What the exercise asks —
Locate the line that contains "Put a point on the blurred". Print it and every subsequent line through the final line of the records, exactly and only those.

Dataset excerpt:
+ + + + + + +
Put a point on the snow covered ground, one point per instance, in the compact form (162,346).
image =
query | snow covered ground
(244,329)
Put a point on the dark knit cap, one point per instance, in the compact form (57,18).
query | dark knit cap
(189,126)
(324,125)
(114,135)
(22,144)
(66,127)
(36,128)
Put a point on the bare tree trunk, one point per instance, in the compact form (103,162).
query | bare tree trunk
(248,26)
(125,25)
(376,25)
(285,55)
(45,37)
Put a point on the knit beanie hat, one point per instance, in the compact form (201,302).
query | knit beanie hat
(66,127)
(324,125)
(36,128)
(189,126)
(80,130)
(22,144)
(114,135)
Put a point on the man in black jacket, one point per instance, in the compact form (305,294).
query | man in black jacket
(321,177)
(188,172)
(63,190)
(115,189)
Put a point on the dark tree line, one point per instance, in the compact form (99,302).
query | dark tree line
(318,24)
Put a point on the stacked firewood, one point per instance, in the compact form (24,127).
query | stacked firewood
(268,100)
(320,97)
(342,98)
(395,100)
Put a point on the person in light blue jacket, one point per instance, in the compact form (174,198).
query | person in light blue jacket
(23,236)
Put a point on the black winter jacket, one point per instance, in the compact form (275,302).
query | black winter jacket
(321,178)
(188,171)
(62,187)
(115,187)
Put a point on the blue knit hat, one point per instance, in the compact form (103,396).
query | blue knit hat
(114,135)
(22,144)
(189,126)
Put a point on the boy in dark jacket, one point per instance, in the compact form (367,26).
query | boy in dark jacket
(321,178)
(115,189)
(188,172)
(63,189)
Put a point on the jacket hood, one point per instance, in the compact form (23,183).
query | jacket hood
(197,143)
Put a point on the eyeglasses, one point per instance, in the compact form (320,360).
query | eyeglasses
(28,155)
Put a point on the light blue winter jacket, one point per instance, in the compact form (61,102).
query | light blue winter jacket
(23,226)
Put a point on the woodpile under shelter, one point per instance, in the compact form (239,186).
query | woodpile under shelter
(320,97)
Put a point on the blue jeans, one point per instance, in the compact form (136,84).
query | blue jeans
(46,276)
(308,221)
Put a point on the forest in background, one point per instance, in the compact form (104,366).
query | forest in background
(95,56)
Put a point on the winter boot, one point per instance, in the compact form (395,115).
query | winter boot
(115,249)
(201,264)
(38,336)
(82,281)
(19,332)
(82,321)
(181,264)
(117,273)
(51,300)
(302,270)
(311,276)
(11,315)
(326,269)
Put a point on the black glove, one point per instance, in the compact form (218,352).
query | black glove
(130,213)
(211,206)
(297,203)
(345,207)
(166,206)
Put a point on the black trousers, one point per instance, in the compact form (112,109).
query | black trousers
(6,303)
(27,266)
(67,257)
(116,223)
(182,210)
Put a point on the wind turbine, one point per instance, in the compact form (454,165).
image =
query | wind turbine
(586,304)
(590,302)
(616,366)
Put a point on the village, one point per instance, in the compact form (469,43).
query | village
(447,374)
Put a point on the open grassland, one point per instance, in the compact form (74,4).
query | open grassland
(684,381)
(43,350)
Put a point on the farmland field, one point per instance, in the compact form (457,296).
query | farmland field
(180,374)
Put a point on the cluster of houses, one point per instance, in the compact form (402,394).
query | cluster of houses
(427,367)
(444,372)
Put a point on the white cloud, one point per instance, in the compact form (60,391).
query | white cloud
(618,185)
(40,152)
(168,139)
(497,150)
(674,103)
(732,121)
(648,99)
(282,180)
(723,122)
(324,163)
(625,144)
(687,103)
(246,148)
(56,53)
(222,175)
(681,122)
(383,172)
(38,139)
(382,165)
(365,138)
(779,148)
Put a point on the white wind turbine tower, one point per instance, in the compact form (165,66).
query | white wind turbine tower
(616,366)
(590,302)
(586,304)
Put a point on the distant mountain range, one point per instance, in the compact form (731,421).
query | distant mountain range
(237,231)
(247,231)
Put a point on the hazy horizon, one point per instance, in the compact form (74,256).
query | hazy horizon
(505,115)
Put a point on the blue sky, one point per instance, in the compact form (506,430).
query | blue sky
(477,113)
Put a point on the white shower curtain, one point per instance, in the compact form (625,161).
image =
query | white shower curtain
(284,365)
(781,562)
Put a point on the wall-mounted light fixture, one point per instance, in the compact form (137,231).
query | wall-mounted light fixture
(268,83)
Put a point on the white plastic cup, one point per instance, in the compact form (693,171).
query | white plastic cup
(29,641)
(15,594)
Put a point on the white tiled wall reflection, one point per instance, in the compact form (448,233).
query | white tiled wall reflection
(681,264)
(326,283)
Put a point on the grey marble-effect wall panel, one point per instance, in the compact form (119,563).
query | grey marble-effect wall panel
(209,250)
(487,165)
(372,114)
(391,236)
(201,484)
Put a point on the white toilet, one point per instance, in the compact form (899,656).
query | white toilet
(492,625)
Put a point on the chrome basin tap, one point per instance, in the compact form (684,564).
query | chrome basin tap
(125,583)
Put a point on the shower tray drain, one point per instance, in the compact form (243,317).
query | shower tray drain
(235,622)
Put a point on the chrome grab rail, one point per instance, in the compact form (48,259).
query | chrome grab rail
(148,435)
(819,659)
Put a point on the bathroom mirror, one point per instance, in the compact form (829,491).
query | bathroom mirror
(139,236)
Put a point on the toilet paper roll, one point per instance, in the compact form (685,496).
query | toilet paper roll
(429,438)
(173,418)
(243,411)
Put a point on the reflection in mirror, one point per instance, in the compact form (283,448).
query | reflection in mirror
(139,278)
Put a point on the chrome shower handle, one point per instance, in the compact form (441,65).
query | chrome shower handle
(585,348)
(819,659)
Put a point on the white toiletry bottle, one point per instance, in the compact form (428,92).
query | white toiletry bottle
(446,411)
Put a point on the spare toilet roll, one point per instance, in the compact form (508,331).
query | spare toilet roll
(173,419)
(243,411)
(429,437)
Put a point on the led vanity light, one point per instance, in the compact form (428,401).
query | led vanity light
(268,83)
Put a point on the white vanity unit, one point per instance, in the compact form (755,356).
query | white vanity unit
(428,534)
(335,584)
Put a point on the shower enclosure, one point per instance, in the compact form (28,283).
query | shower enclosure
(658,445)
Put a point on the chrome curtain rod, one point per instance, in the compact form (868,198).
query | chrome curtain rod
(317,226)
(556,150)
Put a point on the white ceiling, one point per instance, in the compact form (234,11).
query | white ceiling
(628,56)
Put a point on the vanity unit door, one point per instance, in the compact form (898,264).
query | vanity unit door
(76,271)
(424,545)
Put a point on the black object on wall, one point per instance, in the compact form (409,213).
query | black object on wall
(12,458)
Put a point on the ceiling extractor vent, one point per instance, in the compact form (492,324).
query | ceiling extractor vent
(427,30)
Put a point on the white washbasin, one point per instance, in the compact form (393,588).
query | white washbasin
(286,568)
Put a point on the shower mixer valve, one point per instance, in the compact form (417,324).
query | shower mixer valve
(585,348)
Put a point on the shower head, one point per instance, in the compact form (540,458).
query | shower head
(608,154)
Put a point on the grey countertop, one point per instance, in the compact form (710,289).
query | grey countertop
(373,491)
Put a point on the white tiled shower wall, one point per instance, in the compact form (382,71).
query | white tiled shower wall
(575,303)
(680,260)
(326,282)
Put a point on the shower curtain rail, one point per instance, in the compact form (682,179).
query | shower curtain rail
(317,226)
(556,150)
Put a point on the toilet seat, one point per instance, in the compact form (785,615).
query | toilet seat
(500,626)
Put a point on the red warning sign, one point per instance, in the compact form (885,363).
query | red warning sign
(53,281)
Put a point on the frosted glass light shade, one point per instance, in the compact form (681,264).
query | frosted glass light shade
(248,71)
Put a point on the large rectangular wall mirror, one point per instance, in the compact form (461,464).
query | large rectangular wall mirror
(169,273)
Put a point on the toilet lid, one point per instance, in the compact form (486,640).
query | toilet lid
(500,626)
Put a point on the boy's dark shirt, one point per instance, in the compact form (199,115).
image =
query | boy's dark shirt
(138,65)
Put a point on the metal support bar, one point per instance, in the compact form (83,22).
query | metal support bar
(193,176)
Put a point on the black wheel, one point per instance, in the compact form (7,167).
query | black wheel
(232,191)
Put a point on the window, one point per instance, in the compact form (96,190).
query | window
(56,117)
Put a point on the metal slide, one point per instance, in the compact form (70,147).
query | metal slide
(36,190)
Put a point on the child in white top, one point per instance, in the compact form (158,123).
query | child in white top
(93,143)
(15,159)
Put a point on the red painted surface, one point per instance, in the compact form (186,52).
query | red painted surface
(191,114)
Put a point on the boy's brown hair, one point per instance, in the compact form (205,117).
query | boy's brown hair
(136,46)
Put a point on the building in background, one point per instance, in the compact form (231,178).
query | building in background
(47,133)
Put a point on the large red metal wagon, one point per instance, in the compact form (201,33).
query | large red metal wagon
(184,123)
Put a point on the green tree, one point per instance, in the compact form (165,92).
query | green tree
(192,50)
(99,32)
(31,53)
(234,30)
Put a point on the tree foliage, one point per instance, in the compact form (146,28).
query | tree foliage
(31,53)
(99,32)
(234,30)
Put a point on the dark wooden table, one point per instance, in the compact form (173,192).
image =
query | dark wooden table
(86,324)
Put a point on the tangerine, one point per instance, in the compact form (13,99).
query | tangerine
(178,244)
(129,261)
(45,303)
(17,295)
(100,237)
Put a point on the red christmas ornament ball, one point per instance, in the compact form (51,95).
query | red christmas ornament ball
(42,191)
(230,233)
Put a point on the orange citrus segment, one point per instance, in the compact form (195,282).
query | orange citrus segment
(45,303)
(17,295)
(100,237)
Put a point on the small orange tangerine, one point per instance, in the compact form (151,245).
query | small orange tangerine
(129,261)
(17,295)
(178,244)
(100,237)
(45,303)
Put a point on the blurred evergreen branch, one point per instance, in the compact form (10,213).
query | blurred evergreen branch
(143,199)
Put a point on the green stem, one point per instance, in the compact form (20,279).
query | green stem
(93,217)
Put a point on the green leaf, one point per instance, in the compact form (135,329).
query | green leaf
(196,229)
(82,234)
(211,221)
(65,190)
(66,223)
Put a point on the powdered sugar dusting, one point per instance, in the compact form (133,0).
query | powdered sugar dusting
+ + + + + + +
Output for this exercise —
Put a point on the blurred evergreen branch, one point per instance, in the compact form (10,213).
query | blurred evergreen branch
(143,199)
Put a point on the green stem, one point per instance, in the compact form (20,279).
query | green stem
(93,217)
Put a point on the green leaf, one point per instance, in the compact form (135,329).
query | green leaf
(196,229)
(82,234)
(211,221)
(65,190)
(66,223)
Put a point on the powdered sugar dusting, one point per instance, in the compact form (133,0).
query | powdered sugar dusting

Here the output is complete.